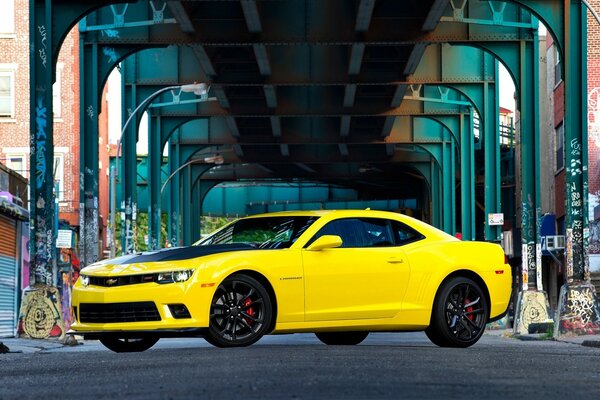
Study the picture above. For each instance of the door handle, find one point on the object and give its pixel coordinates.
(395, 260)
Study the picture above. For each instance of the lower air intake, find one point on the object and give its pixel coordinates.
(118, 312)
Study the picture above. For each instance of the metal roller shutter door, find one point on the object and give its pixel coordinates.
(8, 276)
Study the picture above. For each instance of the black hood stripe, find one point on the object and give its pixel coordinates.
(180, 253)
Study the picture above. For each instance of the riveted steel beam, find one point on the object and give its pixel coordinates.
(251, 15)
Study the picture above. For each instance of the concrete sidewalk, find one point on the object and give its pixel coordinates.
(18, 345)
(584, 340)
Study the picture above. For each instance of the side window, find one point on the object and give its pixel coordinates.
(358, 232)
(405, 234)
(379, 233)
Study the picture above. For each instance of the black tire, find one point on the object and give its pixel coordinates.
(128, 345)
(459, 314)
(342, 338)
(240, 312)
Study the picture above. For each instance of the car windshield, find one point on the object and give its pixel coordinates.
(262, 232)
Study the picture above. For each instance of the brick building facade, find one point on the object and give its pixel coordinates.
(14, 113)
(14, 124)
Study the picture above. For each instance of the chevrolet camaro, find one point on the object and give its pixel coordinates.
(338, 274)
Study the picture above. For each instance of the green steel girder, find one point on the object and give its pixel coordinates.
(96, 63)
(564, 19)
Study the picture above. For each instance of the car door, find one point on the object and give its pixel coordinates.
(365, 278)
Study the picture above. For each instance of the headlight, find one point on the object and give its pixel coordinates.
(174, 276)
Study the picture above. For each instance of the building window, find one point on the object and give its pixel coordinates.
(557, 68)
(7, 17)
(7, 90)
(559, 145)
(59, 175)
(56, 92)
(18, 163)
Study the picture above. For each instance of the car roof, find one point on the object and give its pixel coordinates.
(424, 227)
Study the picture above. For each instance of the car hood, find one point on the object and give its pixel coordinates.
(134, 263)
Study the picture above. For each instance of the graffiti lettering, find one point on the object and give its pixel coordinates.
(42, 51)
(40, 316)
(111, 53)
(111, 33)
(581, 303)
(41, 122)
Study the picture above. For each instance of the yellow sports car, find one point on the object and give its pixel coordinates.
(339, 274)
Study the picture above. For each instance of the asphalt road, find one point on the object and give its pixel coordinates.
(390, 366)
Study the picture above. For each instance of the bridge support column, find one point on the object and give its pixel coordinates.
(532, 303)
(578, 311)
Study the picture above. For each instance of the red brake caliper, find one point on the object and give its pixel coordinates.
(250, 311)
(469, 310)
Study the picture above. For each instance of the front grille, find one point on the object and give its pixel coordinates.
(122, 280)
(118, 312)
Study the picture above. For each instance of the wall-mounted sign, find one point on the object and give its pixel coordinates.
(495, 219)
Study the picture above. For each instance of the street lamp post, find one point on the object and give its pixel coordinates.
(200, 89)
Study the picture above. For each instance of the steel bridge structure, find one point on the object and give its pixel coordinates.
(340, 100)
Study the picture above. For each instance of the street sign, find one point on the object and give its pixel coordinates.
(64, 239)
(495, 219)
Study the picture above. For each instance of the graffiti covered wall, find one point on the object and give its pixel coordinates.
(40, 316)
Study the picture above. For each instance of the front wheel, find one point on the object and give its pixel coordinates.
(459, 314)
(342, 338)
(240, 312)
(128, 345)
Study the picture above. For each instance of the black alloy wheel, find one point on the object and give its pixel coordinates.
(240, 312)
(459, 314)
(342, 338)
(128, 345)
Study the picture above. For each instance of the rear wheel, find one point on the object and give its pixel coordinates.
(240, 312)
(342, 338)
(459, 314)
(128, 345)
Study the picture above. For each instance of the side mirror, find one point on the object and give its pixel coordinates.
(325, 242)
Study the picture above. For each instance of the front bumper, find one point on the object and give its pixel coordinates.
---
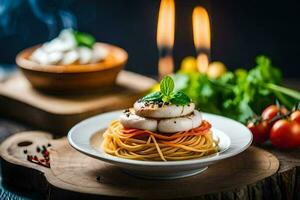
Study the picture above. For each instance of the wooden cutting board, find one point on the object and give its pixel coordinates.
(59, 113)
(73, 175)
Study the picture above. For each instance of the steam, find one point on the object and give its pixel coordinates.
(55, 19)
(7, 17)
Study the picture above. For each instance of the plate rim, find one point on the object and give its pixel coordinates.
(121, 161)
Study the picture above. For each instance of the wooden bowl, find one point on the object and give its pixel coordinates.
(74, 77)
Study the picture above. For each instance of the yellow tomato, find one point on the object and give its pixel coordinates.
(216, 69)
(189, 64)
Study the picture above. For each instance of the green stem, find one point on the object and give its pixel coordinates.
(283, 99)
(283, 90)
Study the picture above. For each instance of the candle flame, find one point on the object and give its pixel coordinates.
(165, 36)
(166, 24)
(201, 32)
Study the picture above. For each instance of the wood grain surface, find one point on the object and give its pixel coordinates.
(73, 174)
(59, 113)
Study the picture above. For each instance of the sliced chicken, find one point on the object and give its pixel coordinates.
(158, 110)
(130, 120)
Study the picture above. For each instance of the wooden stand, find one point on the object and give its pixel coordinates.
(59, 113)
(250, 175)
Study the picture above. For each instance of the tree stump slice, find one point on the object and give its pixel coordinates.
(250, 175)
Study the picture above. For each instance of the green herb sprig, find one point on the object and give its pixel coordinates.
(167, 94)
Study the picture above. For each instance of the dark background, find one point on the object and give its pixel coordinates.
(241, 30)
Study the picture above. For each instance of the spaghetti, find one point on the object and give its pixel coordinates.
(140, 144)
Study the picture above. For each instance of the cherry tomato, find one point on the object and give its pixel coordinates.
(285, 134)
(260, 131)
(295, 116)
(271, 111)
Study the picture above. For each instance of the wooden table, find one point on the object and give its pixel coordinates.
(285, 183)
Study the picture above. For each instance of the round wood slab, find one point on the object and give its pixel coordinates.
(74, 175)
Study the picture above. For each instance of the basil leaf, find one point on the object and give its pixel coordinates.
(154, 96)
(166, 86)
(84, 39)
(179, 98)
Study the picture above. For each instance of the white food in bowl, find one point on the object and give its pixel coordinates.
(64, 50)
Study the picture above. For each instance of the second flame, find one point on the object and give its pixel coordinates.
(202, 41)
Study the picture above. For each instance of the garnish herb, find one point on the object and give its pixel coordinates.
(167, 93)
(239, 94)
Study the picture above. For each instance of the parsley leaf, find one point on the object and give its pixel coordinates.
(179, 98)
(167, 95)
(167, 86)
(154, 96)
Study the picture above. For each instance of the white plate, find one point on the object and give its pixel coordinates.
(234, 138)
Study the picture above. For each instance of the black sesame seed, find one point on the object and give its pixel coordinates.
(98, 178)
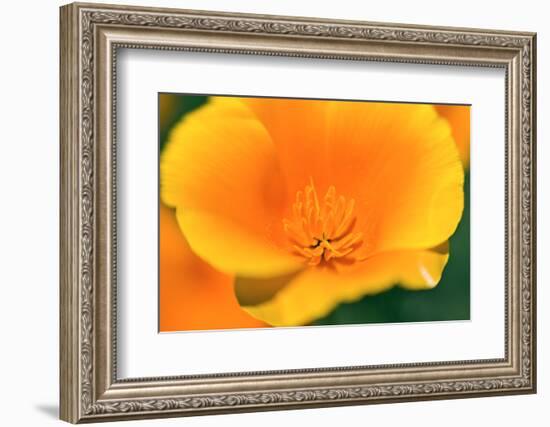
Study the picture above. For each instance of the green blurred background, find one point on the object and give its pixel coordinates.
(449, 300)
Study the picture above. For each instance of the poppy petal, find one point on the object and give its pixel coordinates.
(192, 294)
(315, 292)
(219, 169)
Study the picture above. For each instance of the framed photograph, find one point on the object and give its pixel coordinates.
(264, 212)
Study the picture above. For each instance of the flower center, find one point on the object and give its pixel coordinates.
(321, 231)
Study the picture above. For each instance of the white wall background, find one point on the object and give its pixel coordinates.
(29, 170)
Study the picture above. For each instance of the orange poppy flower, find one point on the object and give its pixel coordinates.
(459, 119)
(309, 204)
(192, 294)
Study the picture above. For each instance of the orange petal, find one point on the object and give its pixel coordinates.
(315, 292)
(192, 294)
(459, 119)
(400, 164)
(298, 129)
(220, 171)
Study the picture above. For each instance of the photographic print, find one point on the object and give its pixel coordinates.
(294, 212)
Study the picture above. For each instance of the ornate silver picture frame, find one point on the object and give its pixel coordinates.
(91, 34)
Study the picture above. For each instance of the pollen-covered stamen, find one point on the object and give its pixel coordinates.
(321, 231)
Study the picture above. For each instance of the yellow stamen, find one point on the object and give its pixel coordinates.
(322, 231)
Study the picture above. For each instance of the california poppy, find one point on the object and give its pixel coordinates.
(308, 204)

**Task requirements**
Report every line from the listing above that contains the string "sign", copying each such line in full. Case counts.

**Finished answer**
Study the picture above. For each instance of the wall-mounted sign, find one point on the object and give its pixel coordinates.
Study the picture above. For each instance of the street sign, find one point on the object and give its pixel coordinates.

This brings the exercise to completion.